It's basically corruption no matter how you see it.
That probably got a hearty laugh, or at the very least a chuckle, from anybody familiar with French media.
[1]https://www.bloomberg.com/news/articles/2021-07-13/google-sa...
From what I understand, there was a previous judgement which forced Google to to certain things to comply with the law. And Google intentionally didn't do those things in the 3 months delay
The publishers never really wanted Google to stop using the material but they wanted compensation.
Instead, Google just decided to not publish anything so they didn't have to pay.
They are accused of acting in bad faith and using their dominant position to the detriment of the news publishers: either use their material without paying or not publishing anything. In either case, it's detrimental to the news publishers.
I can see the logic here. Google is the de facto search engine and as such dominates the market. They basically have more bargaining power than the news publishers and did not manage to reach a fair agreement, as mandated by the law that came out in 2019 (the goal was to level the playing field).
So google is trying to side-step the law to the detriment of the news publishers. Basically, Google is not doing what they were required -by law- to do.
I'm not the biggest Google fan but the precedents being set here are ridiculous.
It's not the newspapers that forced google to publish their content, it's Google that found value in publishing news publisher content for free.
Google made money from this with ads on the pages that showed article excerpts and pictures they had no rights to, not just links.

----------

** TASK **
Rewrite the passage above about Google and French news publishers, from "From what I" through "they wanted compensation.", inclusive, with "judgement" changed to "ruling".

----------

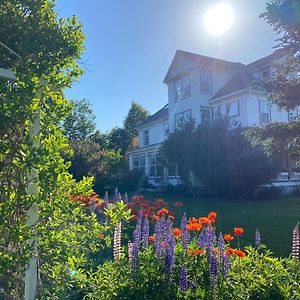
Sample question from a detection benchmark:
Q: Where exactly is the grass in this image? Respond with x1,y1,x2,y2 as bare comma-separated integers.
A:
134,193,300,257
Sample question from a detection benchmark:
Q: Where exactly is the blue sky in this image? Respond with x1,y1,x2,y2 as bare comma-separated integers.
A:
56,0,276,131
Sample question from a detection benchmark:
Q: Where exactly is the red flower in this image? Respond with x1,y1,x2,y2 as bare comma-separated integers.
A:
235,249,246,257
199,217,210,225
173,228,181,238
207,211,217,219
233,227,244,236
186,223,202,231
224,234,234,242
149,235,155,242
227,248,234,256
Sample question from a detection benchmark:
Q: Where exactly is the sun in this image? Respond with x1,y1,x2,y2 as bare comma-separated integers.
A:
204,3,234,35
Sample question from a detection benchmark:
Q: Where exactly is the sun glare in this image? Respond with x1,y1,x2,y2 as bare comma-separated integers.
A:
204,3,234,35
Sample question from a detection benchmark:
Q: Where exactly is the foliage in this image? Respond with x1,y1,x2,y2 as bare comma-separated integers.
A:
63,99,96,141
247,0,300,164
163,122,279,199
0,0,99,299
68,140,106,180
75,207,300,300
124,101,150,138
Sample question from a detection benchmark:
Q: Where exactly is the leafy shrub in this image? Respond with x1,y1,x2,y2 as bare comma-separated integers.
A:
163,122,279,199
76,207,300,300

----------

** TASK ANSWER **
From what I understand, there was a previous ruling which forced Google to to certain things to comply with the law. And Google intentionally didn't do those things in the 3 months delay
The publishers never really wanted Google to stop using the material but they wanted compensation.